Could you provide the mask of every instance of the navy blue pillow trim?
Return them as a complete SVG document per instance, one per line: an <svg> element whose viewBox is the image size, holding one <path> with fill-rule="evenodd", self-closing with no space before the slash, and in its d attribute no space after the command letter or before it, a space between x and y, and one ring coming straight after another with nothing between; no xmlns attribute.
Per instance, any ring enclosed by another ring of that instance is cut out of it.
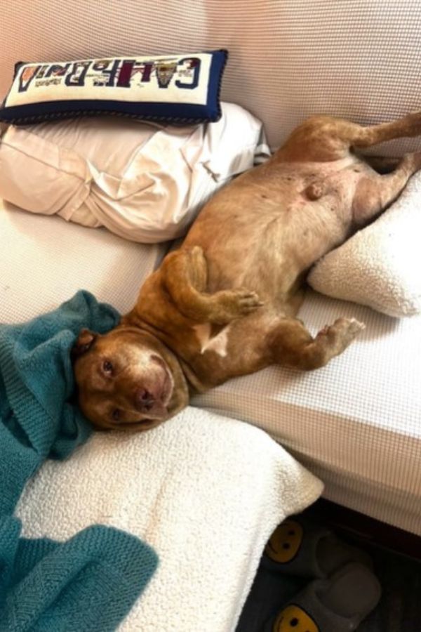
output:
<svg viewBox="0 0 421 632"><path fill-rule="evenodd" d="M35 106L35 107L34 107ZM36 110L36 114L34 113ZM6 123L35 123L55 119L112 114L147 121L187 123L218 121L220 107L217 103L206 105L191 103L155 103L147 101L71 100L44 101L43 103L15 105L0 110L0 121Z"/></svg>
<svg viewBox="0 0 421 632"><path fill-rule="evenodd" d="M228 57L227 51L209 51L212 61L209 72L207 103L156 103L101 100L44 101L0 108L0 121L15 124L29 124L43 121L109 114L143 121L177 124L213 122L221 117L220 103L222 73ZM24 62L15 65L15 72Z"/></svg>

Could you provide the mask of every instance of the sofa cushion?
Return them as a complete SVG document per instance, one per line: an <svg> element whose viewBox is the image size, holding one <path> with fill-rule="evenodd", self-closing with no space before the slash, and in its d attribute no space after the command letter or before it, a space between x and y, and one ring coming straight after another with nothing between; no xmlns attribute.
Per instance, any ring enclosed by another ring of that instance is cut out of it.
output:
<svg viewBox="0 0 421 632"><path fill-rule="evenodd" d="M166 252L163 245L134 244L103 228L6 210L1 200L0 234L0 322L38 316L85 289L126 312Z"/></svg>

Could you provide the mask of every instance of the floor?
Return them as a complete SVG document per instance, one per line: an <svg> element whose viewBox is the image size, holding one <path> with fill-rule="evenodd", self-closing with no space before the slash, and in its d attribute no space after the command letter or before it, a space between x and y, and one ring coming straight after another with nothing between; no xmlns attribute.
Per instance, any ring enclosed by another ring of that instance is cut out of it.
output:
<svg viewBox="0 0 421 632"><path fill-rule="evenodd" d="M382 588L379 605L361 624L358 632L421 632L421 561L367 544L355 536L340 536L371 555ZM260 632L265 621L305 584L306 580L260 567L236 632Z"/></svg>

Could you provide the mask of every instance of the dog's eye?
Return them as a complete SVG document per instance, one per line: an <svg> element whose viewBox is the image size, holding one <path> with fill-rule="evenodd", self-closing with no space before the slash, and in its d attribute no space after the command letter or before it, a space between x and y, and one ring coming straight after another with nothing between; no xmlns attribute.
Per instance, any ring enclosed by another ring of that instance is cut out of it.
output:
<svg viewBox="0 0 421 632"><path fill-rule="evenodd" d="M109 360L104 360L102 362L102 369L105 373L112 373L113 366Z"/></svg>

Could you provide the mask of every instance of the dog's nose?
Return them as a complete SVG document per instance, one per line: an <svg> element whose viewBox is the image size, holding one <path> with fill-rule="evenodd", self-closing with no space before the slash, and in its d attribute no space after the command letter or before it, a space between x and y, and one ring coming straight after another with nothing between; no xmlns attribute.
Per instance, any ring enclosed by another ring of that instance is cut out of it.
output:
<svg viewBox="0 0 421 632"><path fill-rule="evenodd" d="M140 410L150 410L155 402L155 397L146 388L138 388L135 399L137 407Z"/></svg>

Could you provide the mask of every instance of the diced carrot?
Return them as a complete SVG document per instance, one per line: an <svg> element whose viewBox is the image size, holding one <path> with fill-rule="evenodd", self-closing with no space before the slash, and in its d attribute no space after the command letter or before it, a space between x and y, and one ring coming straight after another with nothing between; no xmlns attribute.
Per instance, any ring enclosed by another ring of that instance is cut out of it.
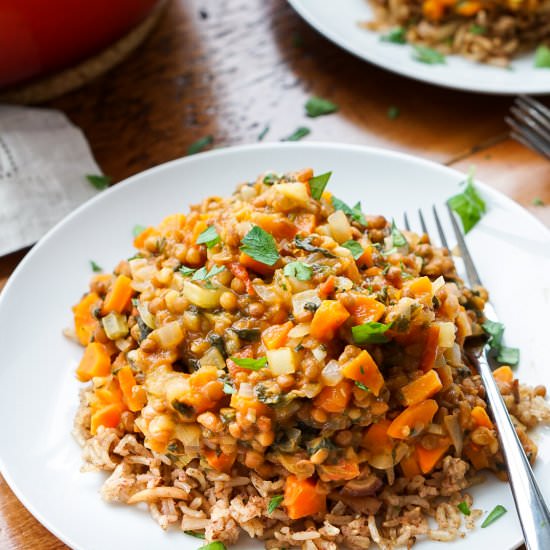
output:
<svg viewBox="0 0 550 550"><path fill-rule="evenodd" d="M342 374L346 378L361 382L378 397L384 386L384 377L378 370L378 365L367 350L361 351L357 357L348 361L342 367Z"/></svg>
<svg viewBox="0 0 550 550"><path fill-rule="evenodd" d="M111 358L103 344L91 342L86 346L84 355L76 369L81 382L88 382L94 376L107 376L111 372Z"/></svg>
<svg viewBox="0 0 550 550"><path fill-rule="evenodd" d="M262 342L267 349L277 349L285 345L288 333L294 327L292 321L283 325L271 325L262 332Z"/></svg>
<svg viewBox="0 0 550 550"><path fill-rule="evenodd" d="M353 386L342 380L336 386L325 386L315 398L314 405L327 412L341 413L346 410Z"/></svg>
<svg viewBox="0 0 550 550"><path fill-rule="evenodd" d="M403 472L403 475L405 477L408 477L409 479L411 477L420 475L420 466L418 466L415 453L411 453L409 456L401 459L399 465L401 466L401 471Z"/></svg>
<svg viewBox="0 0 550 550"><path fill-rule="evenodd" d="M434 449L425 449L420 443L416 446L416 460L423 474L431 472L451 446L449 438L442 437L440 439L439 445Z"/></svg>
<svg viewBox="0 0 550 550"><path fill-rule="evenodd" d="M124 402L132 412L143 409L147 401L145 389L136 383L132 369L125 365L117 372L120 389L124 396Z"/></svg>
<svg viewBox="0 0 550 550"><path fill-rule="evenodd" d="M326 509L326 495L312 478L298 479L290 475L285 481L283 505L290 519L313 516Z"/></svg>
<svg viewBox="0 0 550 550"><path fill-rule="evenodd" d="M221 451L217 452L212 449L205 449L204 456L206 457L208 464L210 464L214 470L218 470L218 472L223 472L224 474L228 474L231 471L235 459L237 458L236 453L228 455L222 453Z"/></svg>
<svg viewBox="0 0 550 550"><path fill-rule="evenodd" d="M439 343L439 325L430 325L427 329L426 343L422 357L420 358L420 368L424 372L433 369L437 358L437 350Z"/></svg>
<svg viewBox="0 0 550 550"><path fill-rule="evenodd" d="M380 420L376 424L371 424L369 429L363 434L362 445L373 454L391 453L393 441L388 436L388 428L391 420Z"/></svg>
<svg viewBox="0 0 550 550"><path fill-rule="evenodd" d="M388 435L395 439L407 439L416 435L432 421L437 409L438 405L433 399L407 407L394 418L388 428Z"/></svg>
<svg viewBox="0 0 550 550"><path fill-rule="evenodd" d="M348 317L348 310L338 300L323 300L313 315L310 334L317 340L332 340Z"/></svg>
<svg viewBox="0 0 550 550"><path fill-rule="evenodd" d="M92 435L97 433L99 426L116 428L120 422L120 415L123 410L124 405L122 403L111 403L93 413L90 423L90 432Z"/></svg>
<svg viewBox="0 0 550 550"><path fill-rule="evenodd" d="M514 380L514 372L508 365L504 365L493 371L493 378L499 382L512 382Z"/></svg>
<svg viewBox="0 0 550 550"><path fill-rule="evenodd" d="M491 421L489 415L487 414L487 411L483 407L476 405L472 409L471 416L478 426L484 426L485 428L489 428L490 430L494 428L493 422Z"/></svg>
<svg viewBox="0 0 550 550"><path fill-rule="evenodd" d="M111 311L122 313L130 304L133 293L132 279L126 275L119 275L105 297L101 313L103 315L107 315Z"/></svg>
<svg viewBox="0 0 550 550"><path fill-rule="evenodd" d="M78 341L85 346L90 342L99 321L94 317L93 311L101 298L95 293L86 294L82 300L73 306L74 328Z"/></svg>
<svg viewBox="0 0 550 550"><path fill-rule="evenodd" d="M443 384L435 370L431 369L401 388L406 405L416 405L441 390Z"/></svg>

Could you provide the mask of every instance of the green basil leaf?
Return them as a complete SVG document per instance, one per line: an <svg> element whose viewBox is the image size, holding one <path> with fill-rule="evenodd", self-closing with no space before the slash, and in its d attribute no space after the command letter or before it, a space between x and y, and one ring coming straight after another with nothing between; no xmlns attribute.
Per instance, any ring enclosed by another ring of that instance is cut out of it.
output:
<svg viewBox="0 0 550 550"><path fill-rule="evenodd" d="M325 174L320 174L318 176L313 176L309 180L309 188L311 189L311 196L315 200L320 200L325 187L327 186L328 180L332 176L332 172L326 172Z"/></svg>
<svg viewBox="0 0 550 550"><path fill-rule="evenodd" d="M385 344L390 339L386 336L386 331L391 327L391 323L363 323L351 327L351 335L356 344Z"/></svg>
<svg viewBox="0 0 550 550"><path fill-rule="evenodd" d="M267 357L258 357L257 359L251 359L250 357L231 357L231 361L243 369L250 370L260 370L267 365Z"/></svg>
<svg viewBox="0 0 550 550"><path fill-rule="evenodd" d="M353 256L354 260L358 260L365 252L363 250L363 247L353 239L346 241L345 243L342 243L342 246L344 248L347 248L351 252L351 255Z"/></svg>
<svg viewBox="0 0 550 550"><path fill-rule="evenodd" d="M315 118L318 116L335 113L338 110L338 105L328 99L312 96L307 100L305 108L307 116L310 118Z"/></svg>
<svg viewBox="0 0 550 550"><path fill-rule="evenodd" d="M212 248L221 241L216 228L213 225L209 225L195 241L196 244L205 244L206 248Z"/></svg>
<svg viewBox="0 0 550 550"><path fill-rule="evenodd" d="M244 237L241 250L252 259L266 265L275 265L279 251L275 239L261 227L255 225Z"/></svg>

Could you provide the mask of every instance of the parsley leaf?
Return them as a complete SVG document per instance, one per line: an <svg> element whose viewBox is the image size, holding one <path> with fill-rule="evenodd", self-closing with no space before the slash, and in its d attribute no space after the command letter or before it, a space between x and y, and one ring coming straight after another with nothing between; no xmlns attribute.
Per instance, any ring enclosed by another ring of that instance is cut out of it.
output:
<svg viewBox="0 0 550 550"><path fill-rule="evenodd" d="M351 327L351 336L356 344L385 344L390 341L386 336L386 331L390 327L391 323L371 321Z"/></svg>
<svg viewBox="0 0 550 550"><path fill-rule="evenodd" d="M113 183L113 180L109 176L96 174L86 174L86 179L99 191L107 189Z"/></svg>
<svg viewBox="0 0 550 550"><path fill-rule="evenodd" d="M278 508L279 504L283 502L283 499L285 497L283 495L275 495L274 497L271 497L271 500L269 501L269 504L267 505L267 513L272 514L273 510L275 508Z"/></svg>
<svg viewBox="0 0 550 550"><path fill-rule="evenodd" d="M351 252L351 255L353 256L354 260L358 260L365 252L363 250L363 247L353 239L346 241L345 243L342 243L342 246L344 248L347 248Z"/></svg>
<svg viewBox="0 0 550 550"><path fill-rule="evenodd" d="M403 27L395 27L395 29L389 31L388 34L381 36L380 40L382 42L391 42L392 44L406 44L407 39L405 34L406 31Z"/></svg>
<svg viewBox="0 0 550 550"><path fill-rule="evenodd" d="M279 251L275 239L261 227L255 225L244 237L241 250L252 259L266 265L275 265Z"/></svg>
<svg viewBox="0 0 550 550"><path fill-rule="evenodd" d="M442 53L427 46L413 46L413 59L428 65L443 65L446 63L445 56Z"/></svg>
<svg viewBox="0 0 550 550"><path fill-rule="evenodd" d="M310 97L306 104L306 113L308 117L315 118L323 115L330 115L335 113L338 110L338 105L329 101L328 99L323 99L322 97L312 96Z"/></svg>
<svg viewBox="0 0 550 550"><path fill-rule="evenodd" d="M487 211L485 202L474 187L472 174L468 176L464 191L451 197L447 204L460 217L464 234L468 233Z"/></svg>
<svg viewBox="0 0 550 550"><path fill-rule="evenodd" d="M535 51L535 67L550 69L550 48L541 44Z"/></svg>
<svg viewBox="0 0 550 550"><path fill-rule="evenodd" d="M187 154L195 155L196 153L200 153L205 147L208 147L212 143L214 143L214 138L212 136L204 136L197 139L197 141L194 141L191 145L189 145L187 148Z"/></svg>
<svg viewBox="0 0 550 550"><path fill-rule="evenodd" d="M235 365L249 370L260 370L267 365L267 357L258 357L258 359L251 359L250 357L231 357L231 361L233 361Z"/></svg>
<svg viewBox="0 0 550 550"><path fill-rule="evenodd" d="M311 190L311 196L315 200L320 200L325 187L327 186L328 180L332 176L332 172L326 172L325 174L319 174L314 176L309 180L309 188Z"/></svg>
<svg viewBox="0 0 550 550"><path fill-rule="evenodd" d="M489 527L491 523L494 523L498 518L502 517L507 511L508 510L506 510L504 506L502 506L501 504L497 504L481 524L482 529L484 529L485 527Z"/></svg>
<svg viewBox="0 0 550 550"><path fill-rule="evenodd" d="M103 271L103 268L96 264L93 260L90 260L90 267L94 273L101 273Z"/></svg>
<svg viewBox="0 0 550 550"><path fill-rule="evenodd" d="M308 136L311 134L311 130L309 128L306 128L305 126L300 126L299 128L296 128L292 134L287 136L286 138L283 138L281 141L300 141L302 138Z"/></svg>
<svg viewBox="0 0 550 550"><path fill-rule="evenodd" d="M287 277L294 277L299 281L309 281L313 274L313 269L304 262L290 262L285 265L283 273Z"/></svg>

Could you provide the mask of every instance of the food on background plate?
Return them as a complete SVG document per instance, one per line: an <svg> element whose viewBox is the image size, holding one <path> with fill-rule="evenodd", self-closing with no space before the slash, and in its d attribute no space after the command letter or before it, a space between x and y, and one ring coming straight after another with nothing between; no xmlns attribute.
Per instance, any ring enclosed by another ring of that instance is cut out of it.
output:
<svg viewBox="0 0 550 550"><path fill-rule="evenodd" d="M93 276L74 307L75 434L86 468L110 472L104 499L218 548L242 531L266 548L410 546L481 517L464 491L505 478L463 349L487 293L329 178L263 174L139 228L137 253ZM546 390L506 365L495 378L533 462Z"/></svg>
<svg viewBox="0 0 550 550"><path fill-rule="evenodd" d="M548 0L369 0L376 31L384 39L421 46L415 58L444 62L441 54L460 54L472 61L507 67L521 52L550 44ZM422 47L437 50L430 55ZM539 63L536 63L539 66Z"/></svg>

→ **Your instructions**: Copy the lines from the one containing "Could you provide the mask of every instance of the green" through the one containing "248L221 241L216 228L213", both included, with no changes.

→ **Exercise answer**:
Could you provide the mask of every instance of the green basil leaf?
Return them as a complete SVG document per instance, one per line: an <svg> element whose viewBox is the image size, holding one <path> with fill-rule="evenodd", self-closing with no space before the slash, and in its d attribute no space after the command letter or before it, a space between x and y, and one ring coming straight after another with nothing between; no xmlns attribute.
Per instance, any ring enclosed by another ring of that instance is cut out of it.
output:
<svg viewBox="0 0 550 550"><path fill-rule="evenodd" d="M325 174L320 174L318 176L313 176L309 180L309 188L311 189L311 196L315 200L320 200L325 187L327 186L328 180L332 176L332 172L326 172Z"/></svg>
<svg viewBox="0 0 550 550"><path fill-rule="evenodd" d="M385 344L390 339L386 336L386 331L391 327L391 323L363 323L351 327L351 335L356 344Z"/></svg>
<svg viewBox="0 0 550 550"><path fill-rule="evenodd" d="M267 357L258 357L257 359L251 359L250 357L231 357L231 361L243 369L250 370L260 370L267 365Z"/></svg>
<svg viewBox="0 0 550 550"><path fill-rule="evenodd" d="M353 256L354 260L358 260L365 252L363 250L363 247L353 239L346 241L345 243L342 243L342 246L344 248L347 248L351 252L351 255Z"/></svg>
<svg viewBox="0 0 550 550"><path fill-rule="evenodd" d="M315 118L318 116L335 113L338 110L338 105L328 99L312 96L307 100L305 108L307 116L310 118Z"/></svg>
<svg viewBox="0 0 550 550"><path fill-rule="evenodd" d="M212 248L221 241L216 228L213 225L209 225L195 241L196 244L205 244L206 248Z"/></svg>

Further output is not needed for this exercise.